[Task inputs]
=== Begin Enclosure ===

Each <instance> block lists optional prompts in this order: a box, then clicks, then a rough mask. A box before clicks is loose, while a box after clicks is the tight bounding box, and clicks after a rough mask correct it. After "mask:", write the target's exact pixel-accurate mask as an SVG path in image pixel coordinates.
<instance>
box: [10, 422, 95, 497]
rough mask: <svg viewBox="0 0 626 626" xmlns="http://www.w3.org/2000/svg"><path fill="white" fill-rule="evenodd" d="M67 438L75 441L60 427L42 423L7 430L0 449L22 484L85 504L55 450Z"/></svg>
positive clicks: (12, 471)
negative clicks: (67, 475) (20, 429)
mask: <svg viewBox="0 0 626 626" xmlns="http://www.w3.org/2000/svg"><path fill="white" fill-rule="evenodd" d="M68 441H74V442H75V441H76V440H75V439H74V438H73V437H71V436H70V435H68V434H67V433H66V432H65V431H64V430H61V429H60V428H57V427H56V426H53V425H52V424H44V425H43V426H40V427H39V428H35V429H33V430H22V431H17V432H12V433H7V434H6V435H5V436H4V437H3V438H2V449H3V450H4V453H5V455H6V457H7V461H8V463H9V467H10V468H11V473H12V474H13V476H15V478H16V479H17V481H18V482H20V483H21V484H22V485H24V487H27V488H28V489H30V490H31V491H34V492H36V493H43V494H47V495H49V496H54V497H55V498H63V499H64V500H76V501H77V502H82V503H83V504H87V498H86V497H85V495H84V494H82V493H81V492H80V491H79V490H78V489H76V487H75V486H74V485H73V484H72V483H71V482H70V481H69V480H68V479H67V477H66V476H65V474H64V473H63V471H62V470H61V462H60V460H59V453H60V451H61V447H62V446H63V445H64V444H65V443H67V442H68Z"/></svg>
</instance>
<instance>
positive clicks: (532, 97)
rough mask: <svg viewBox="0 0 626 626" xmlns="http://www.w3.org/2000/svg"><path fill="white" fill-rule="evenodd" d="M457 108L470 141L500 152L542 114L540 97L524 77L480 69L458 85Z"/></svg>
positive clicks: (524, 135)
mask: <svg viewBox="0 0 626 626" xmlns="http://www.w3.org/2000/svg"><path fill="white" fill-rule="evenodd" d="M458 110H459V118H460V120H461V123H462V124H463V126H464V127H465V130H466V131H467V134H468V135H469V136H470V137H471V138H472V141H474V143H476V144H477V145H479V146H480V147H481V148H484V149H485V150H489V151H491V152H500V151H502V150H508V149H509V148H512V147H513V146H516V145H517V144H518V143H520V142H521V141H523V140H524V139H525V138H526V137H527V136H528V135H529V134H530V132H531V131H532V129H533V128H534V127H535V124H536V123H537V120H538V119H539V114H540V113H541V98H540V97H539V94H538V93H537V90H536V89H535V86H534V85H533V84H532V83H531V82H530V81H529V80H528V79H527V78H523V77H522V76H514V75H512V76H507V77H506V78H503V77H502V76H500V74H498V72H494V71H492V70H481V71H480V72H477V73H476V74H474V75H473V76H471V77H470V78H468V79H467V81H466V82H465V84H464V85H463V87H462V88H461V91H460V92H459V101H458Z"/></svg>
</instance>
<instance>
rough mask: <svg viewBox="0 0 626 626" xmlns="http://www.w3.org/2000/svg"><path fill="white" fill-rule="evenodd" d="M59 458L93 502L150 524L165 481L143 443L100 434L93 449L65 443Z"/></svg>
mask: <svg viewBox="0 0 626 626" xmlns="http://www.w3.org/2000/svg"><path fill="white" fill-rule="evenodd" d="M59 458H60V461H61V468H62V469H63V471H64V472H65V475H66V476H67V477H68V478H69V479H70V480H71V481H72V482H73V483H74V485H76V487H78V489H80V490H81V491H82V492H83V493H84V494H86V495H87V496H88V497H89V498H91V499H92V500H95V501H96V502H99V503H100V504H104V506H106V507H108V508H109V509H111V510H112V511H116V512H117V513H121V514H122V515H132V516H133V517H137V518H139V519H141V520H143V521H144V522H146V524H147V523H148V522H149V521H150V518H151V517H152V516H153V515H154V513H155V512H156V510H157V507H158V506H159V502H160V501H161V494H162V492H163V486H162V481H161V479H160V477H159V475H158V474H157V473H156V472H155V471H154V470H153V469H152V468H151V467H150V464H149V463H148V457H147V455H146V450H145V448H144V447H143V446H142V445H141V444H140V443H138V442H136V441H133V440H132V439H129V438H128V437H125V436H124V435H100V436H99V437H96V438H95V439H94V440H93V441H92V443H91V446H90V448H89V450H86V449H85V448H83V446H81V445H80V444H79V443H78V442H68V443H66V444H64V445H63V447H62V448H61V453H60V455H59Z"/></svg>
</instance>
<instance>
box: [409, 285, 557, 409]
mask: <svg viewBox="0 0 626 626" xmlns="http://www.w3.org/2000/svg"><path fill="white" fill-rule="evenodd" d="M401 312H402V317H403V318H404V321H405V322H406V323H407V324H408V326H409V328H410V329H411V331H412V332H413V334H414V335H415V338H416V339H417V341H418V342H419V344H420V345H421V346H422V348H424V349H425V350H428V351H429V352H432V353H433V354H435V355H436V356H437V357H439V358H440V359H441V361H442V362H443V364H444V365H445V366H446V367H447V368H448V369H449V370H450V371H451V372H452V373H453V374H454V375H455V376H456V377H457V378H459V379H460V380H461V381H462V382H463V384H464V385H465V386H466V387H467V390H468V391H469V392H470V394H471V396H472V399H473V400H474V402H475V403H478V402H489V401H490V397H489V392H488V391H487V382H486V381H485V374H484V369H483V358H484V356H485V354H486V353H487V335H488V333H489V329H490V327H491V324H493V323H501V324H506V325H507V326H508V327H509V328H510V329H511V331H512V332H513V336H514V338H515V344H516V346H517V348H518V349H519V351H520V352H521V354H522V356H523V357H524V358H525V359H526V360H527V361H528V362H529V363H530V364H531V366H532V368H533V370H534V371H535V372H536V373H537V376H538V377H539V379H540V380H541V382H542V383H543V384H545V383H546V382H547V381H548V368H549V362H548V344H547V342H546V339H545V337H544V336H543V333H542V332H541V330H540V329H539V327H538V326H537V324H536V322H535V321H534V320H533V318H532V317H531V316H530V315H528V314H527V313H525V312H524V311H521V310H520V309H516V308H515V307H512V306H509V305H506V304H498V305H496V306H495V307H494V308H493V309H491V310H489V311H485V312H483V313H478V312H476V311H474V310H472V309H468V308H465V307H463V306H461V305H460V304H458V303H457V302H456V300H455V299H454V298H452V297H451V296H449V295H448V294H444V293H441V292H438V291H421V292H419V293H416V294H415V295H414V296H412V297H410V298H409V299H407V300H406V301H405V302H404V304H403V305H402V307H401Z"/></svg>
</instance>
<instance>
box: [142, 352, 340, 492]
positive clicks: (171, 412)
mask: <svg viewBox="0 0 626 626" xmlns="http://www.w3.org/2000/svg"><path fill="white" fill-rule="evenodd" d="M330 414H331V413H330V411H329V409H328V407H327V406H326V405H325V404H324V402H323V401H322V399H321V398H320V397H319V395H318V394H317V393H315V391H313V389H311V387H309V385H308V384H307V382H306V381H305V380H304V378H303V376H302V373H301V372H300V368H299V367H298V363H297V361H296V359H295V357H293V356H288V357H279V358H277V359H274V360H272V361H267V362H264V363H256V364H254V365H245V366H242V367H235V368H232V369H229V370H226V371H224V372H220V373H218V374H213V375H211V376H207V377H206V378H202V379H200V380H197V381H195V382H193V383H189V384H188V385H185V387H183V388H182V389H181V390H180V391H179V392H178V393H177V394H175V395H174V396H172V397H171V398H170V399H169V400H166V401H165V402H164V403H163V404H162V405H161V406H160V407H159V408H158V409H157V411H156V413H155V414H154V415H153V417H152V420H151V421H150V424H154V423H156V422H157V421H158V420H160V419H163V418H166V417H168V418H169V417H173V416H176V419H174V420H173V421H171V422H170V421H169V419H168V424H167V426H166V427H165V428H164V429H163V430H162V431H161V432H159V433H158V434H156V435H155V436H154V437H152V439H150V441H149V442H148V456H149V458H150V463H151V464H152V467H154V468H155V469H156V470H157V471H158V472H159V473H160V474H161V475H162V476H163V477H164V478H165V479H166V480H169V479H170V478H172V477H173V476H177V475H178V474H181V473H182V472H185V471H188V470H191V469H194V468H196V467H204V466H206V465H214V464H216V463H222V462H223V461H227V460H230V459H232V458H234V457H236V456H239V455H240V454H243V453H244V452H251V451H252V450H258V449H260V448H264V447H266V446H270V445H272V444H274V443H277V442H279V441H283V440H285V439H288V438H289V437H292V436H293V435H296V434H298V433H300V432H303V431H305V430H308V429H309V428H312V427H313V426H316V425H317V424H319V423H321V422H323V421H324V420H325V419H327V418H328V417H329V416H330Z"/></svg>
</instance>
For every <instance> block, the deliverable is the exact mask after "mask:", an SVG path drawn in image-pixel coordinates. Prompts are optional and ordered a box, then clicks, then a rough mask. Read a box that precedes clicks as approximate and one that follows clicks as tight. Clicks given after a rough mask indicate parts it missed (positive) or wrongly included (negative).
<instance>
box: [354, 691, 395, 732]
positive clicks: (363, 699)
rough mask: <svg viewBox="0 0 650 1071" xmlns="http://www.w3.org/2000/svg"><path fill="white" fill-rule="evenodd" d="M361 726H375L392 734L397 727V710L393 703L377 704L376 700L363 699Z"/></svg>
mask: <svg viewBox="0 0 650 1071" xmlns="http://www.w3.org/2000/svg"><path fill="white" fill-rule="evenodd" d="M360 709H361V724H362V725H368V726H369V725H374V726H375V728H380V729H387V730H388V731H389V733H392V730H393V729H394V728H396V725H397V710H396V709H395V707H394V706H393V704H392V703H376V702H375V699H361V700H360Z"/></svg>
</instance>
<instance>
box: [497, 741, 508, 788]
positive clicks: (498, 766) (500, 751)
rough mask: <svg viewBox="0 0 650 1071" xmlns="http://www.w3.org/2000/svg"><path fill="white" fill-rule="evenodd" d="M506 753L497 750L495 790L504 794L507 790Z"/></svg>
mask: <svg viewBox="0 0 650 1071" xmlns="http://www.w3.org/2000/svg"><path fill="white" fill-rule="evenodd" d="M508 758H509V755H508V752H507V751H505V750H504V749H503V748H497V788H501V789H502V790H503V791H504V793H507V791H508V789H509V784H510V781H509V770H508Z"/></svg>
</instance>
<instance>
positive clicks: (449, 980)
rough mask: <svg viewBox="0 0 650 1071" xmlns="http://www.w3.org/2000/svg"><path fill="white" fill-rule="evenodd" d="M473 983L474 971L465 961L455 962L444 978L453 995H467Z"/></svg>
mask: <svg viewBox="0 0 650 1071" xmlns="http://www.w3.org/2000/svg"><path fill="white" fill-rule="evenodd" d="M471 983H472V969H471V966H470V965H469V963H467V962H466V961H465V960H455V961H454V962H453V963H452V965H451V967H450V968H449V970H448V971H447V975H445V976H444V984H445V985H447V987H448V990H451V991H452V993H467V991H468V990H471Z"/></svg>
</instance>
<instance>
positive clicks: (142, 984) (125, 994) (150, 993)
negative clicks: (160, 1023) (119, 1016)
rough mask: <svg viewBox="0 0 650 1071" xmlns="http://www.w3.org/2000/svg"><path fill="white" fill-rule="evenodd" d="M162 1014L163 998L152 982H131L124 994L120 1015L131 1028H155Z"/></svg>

=== End Enclosure ===

[Aim of the task]
Reproduce the records word for word, starting with their first line and ending after the line that contains "box: [10, 422, 95, 497]", with that line included.

[Output below]
Each <instance> block lists optional prompts in this order: a box, then clicks, then a rough mask. A box before clicks is loose, while a box after clicks is the tight bounding box, and clicks after a rough mask correct it. After "mask:", write the target's exact pixel-accurate mask as an SVG path in image pixel coordinates.
<instance>
box: [10, 422, 95, 497]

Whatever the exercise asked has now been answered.